=== Information supplied ===
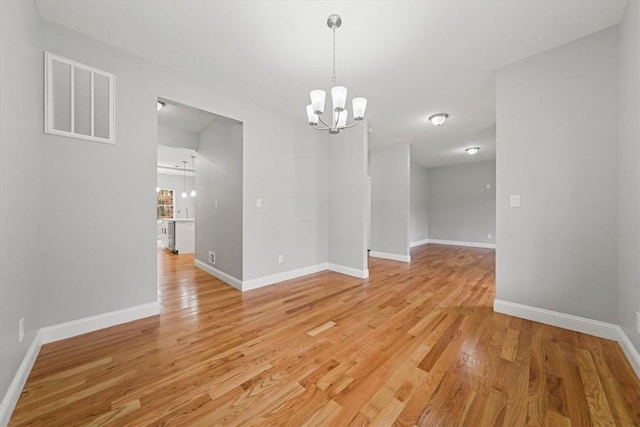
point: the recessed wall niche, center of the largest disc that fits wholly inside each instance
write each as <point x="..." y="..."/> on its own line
<point x="79" y="100"/>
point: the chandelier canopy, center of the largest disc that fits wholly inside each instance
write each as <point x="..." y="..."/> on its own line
<point x="338" y="120"/>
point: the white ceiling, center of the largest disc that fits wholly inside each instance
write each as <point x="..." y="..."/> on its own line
<point x="409" y="58"/>
<point x="170" y="160"/>
<point x="189" y="119"/>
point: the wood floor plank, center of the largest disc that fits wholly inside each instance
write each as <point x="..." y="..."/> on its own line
<point x="414" y="344"/>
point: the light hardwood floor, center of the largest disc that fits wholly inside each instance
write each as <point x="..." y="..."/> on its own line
<point x="416" y="344"/>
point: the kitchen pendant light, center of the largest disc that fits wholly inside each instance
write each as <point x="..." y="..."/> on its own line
<point x="184" y="179"/>
<point x="338" y="120"/>
<point x="193" y="167"/>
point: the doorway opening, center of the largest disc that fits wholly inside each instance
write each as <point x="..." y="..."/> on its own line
<point x="199" y="187"/>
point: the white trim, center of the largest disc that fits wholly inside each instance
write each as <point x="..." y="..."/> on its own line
<point x="458" y="243"/>
<point x="349" y="271"/>
<point x="561" y="320"/>
<point x="419" y="243"/>
<point x="12" y="395"/>
<point x="584" y="325"/>
<point x="393" y="257"/>
<point x="629" y="350"/>
<point x="100" y="321"/>
<point x="227" y="278"/>
<point x="48" y="98"/>
<point x="248" y="285"/>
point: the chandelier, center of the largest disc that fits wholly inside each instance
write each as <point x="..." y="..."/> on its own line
<point x="315" y="110"/>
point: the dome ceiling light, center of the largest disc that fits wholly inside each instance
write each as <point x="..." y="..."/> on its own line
<point x="438" y="119"/>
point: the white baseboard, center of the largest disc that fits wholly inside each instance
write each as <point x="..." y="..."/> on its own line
<point x="100" y="321"/>
<point x="575" y="323"/>
<point x="418" y="243"/>
<point x="458" y="243"/>
<point x="629" y="350"/>
<point x="248" y="285"/>
<point x="227" y="278"/>
<point x="393" y="257"/>
<point x="12" y="395"/>
<point x="349" y="271"/>
<point x="561" y="320"/>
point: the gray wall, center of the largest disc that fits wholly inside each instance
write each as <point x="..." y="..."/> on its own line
<point x="21" y="124"/>
<point x="418" y="207"/>
<point x="348" y="198"/>
<point x="285" y="164"/>
<point x="176" y="183"/>
<point x="172" y="137"/>
<point x="556" y="144"/>
<point x="390" y="184"/>
<point x="219" y="178"/>
<point x="115" y="267"/>
<point x="460" y="206"/>
<point x="629" y="172"/>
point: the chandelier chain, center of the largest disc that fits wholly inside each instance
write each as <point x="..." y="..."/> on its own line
<point x="333" y="78"/>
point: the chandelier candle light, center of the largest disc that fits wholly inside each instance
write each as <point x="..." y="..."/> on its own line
<point x="338" y="96"/>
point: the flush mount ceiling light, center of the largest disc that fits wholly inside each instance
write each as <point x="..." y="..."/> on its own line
<point x="438" y="119"/>
<point x="338" y="120"/>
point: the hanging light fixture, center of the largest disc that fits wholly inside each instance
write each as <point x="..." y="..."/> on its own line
<point x="184" y="179"/>
<point x="338" y="120"/>
<point x="193" y="167"/>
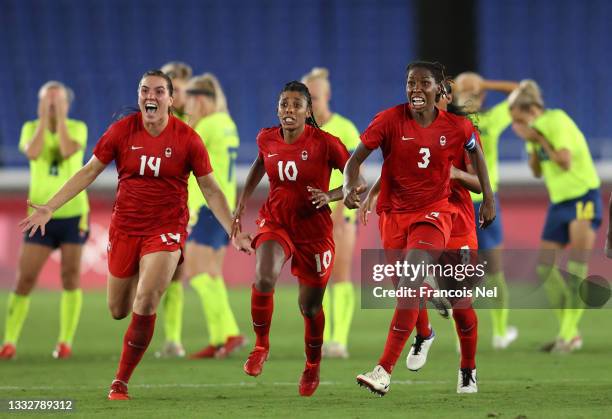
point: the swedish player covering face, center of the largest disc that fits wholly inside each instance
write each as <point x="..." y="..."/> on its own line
<point x="154" y="152"/>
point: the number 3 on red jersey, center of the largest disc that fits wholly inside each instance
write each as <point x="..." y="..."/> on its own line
<point x="287" y="170"/>
<point x="153" y="162"/>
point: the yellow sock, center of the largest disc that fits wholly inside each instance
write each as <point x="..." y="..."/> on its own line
<point x="229" y="326"/>
<point x="206" y="289"/>
<point x="173" y="311"/>
<point x="16" y="313"/>
<point x="343" y="309"/>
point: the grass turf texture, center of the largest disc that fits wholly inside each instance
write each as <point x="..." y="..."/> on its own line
<point x="518" y="382"/>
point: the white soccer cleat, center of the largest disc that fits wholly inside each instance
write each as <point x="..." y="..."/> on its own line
<point x="417" y="357"/>
<point x="377" y="381"/>
<point x="502" y="342"/>
<point x="467" y="381"/>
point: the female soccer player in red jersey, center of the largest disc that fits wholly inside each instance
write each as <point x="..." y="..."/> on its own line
<point x="294" y="222"/>
<point x="154" y="152"/>
<point x="462" y="238"/>
<point x="419" y="142"/>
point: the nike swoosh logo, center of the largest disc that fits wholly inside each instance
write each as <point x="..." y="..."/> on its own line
<point x="135" y="346"/>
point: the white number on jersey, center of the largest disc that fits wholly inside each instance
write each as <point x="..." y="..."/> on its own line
<point x="426" y="154"/>
<point x="287" y="170"/>
<point x="326" y="261"/>
<point x="153" y="163"/>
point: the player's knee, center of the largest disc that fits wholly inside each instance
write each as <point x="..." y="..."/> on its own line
<point x="310" y="311"/>
<point x="118" y="312"/>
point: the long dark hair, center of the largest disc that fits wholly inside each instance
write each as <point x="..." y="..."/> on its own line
<point x="296" y="86"/>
===
Problem details: Can you write out the data above again with every "largest disc" changed to "biggest circle" and nothing else altered, leaving the pictures out?

Task output:
point: the recessed wall niche, center of the biggest circle that fits wholly inside each instance
write each as <point x="..." y="..."/> on its own line
<point x="79" y="100"/>
point: the chandelier canopy, center of the biggest circle that fits wholly inside each instance
write each as <point x="..." y="..."/> on its own line
<point x="338" y="120"/>
point: the white ceiling, center of the biggest circle that fits wholly inside each instance
write each as <point x="..." y="..."/> on its own line
<point x="409" y="58"/>
<point x="170" y="160"/>
<point x="189" y="119"/>
point: the wood floor plank, center of the biggest circle that fits wholly inside each instance
write each as <point x="..." y="..."/> on its own line
<point x="414" y="344"/>
point: the light hardwood floor, center of the biggest circle that fits wholly inside each instance
write each as <point x="..." y="..."/> on its own line
<point x="416" y="344"/>
point: the kitchen pendant light, center of the biggest circle that fits wholly inside each instance
write each as <point x="..." y="..."/> on its own line
<point x="184" y="179"/>
<point x="338" y="120"/>
<point x="193" y="167"/>
point: the doorway opening, center of the biggest circle that fits wholly inside each instance
write each as <point x="..." y="..."/> on its own line
<point x="199" y="187"/>
point: the white trim, center of the biggest circle that fits wholly inside each instance
write each as <point x="..." y="..."/> on its own line
<point x="458" y="243"/>
<point x="349" y="271"/>
<point x="561" y="320"/>
<point x="419" y="243"/>
<point x="12" y="395"/>
<point x="584" y="325"/>
<point x="393" y="257"/>
<point x="629" y="350"/>
<point x="100" y="321"/>
<point x="227" y="278"/>
<point x="48" y="98"/>
<point x="248" y="285"/>
point: the chandelier, center of the biggest circle that fits wholly inside each instance
write each as <point x="..." y="..."/> on its own line
<point x="315" y="110"/>
point: the dome ceiling light, center of the biggest circle that fits wholly inside each instance
write each as <point x="..." y="..."/> on its own line
<point x="438" y="119"/>
point: the white baseboard, center of the biggest circle that fits wholly inside each instance
write each as <point x="..." y="..."/> on its own line
<point x="100" y="321"/>
<point x="575" y="323"/>
<point x="418" y="243"/>
<point x="458" y="243"/>
<point x="629" y="350"/>
<point x="248" y="285"/>
<point x="227" y="278"/>
<point x="393" y="257"/>
<point x="12" y="395"/>
<point x="349" y="271"/>
<point x="561" y="320"/>
point: the gray wall, center of the biggest circle that fits wholly inside each instance
write each as <point x="..." y="..."/> on its own line
<point x="21" y="124"/>
<point x="418" y="207"/>
<point x="348" y="198"/>
<point x="285" y="164"/>
<point x="176" y="183"/>
<point x="172" y="137"/>
<point x="556" y="144"/>
<point x="390" y="184"/>
<point x="219" y="178"/>
<point x="115" y="267"/>
<point x="460" y="206"/>
<point x="629" y="172"/>
point: the chandelier chain, center of the biggest circle that fits wholly inside each instance
write each as <point x="..." y="..."/> on its own line
<point x="333" y="78"/>
point: the chandelier candle light, center of the biggest circle that fits wholly inside each instance
write each as <point x="..." y="..."/> on its own line
<point x="338" y="96"/>
point: the flush mount ceiling light, center of the biggest circle that fits wholly inside each instance
write each as <point x="..." y="..."/> on its own line
<point x="438" y="119"/>
<point x="338" y="120"/>
point: the hanging light fixture, center of the biggest circle that fits wholly inside each instance
write each as <point x="..." y="..."/> on its own line
<point x="184" y="179"/>
<point x="338" y="120"/>
<point x="193" y="167"/>
point: the swedish player covering face, center of the biggest circle that fits wholly inside each instance
write each as <point x="..." y="..."/> on its own line
<point x="154" y="152"/>
point: the number 3 on red jersey, center of the biggest circle that fits wholly inside each instance
write each as <point x="..." y="..."/> on its own line
<point x="287" y="170"/>
<point x="153" y="162"/>
point: the yellow sock, center of the biggest circle that fits wholly inside each instance
write each as <point x="..." y="..."/> on its own line
<point x="229" y="326"/>
<point x="206" y="289"/>
<point x="173" y="311"/>
<point x="16" y="313"/>
<point x="343" y="309"/>
point: the grass turf texture, center of the biggest circle that fits wholly inside each instance
write each as <point x="..." y="..."/> on its own line
<point x="518" y="382"/>
point: the white soccer cleat, center of the biggest circle that fits wholly inside each instance
write each as <point x="..." y="..."/> on its own line
<point x="417" y="357"/>
<point x="377" y="381"/>
<point x="502" y="342"/>
<point x="467" y="381"/>
point: the female soccer player in red jersey, center of the biggest circle that fits wholly inside each instance
write each as <point x="..." y="..."/> on its own line
<point x="294" y="222"/>
<point x="154" y="152"/>
<point x="462" y="238"/>
<point x="419" y="142"/>
point: the nike swoosh logo, center of the biggest circle that fits wholly inside each instance
write each as <point x="..." y="..."/> on its own line
<point x="135" y="346"/>
point: the white number on jersey, center of the biggest circle that fits wholly inside each instance
write each as <point x="..." y="..."/> on its own line
<point x="426" y="154"/>
<point x="287" y="170"/>
<point x="326" y="261"/>
<point x="153" y="163"/>
point: the player's knee, center of the biggest circle that fits wholly inside each instance
write each as <point x="..." y="..."/> on its own line
<point x="310" y="311"/>
<point x="118" y="312"/>
point: the long dark hair, center of the biggest circle that fits wholly inside each instance
write each as <point x="..." y="..."/> on its own line
<point x="296" y="86"/>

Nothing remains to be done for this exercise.